- EXERCISE GOAL:
Convert every row here into a Markdown table with two columns, Number and Line, skipping blank lines and leaving the pictures out.

- WORKING DATA:
┄┄┄┄┄┄┄┄┄┄┄┄┄┄┄┄┄┄┄┄

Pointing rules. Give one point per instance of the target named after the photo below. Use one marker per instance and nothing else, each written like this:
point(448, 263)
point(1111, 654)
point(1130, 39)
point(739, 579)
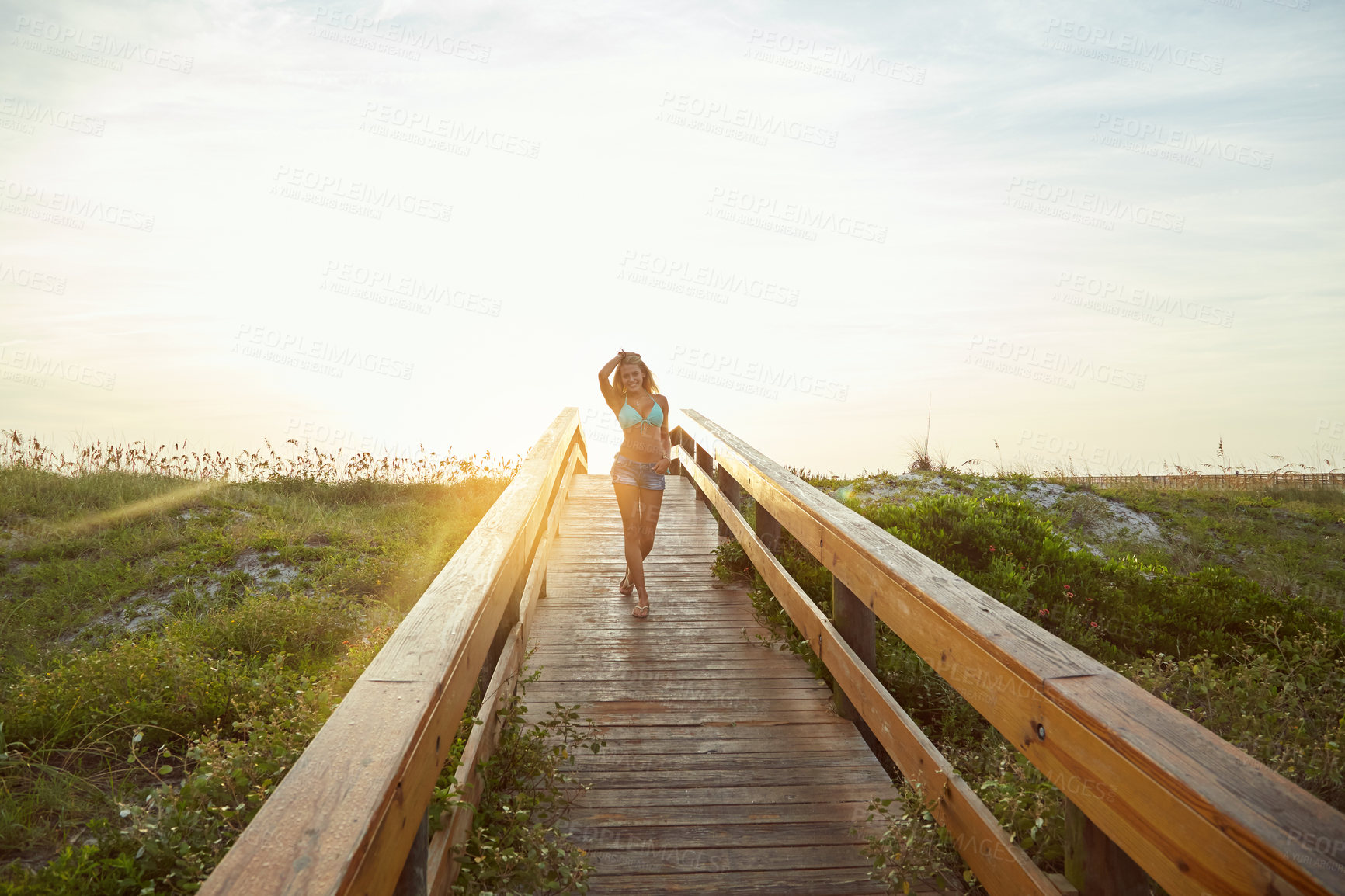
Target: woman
point(639, 464)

┄┄┄┄┄┄┄┄┄┄┄┄┄┄┄┄┄┄┄┄

- RESULT:
| Number | Line |
|---|---|
| 1 | Pointing rules. Give one point per instance of the target named after the photo below. Use one marker per instance and nothing else, each written like this: |
| 2 | point(448, 263) |
| 3 | point(1111, 654) |
| 4 | point(1130, 39) |
| 5 | point(739, 579) |
| 6 | Target: woman |
| 7 | point(639, 464) |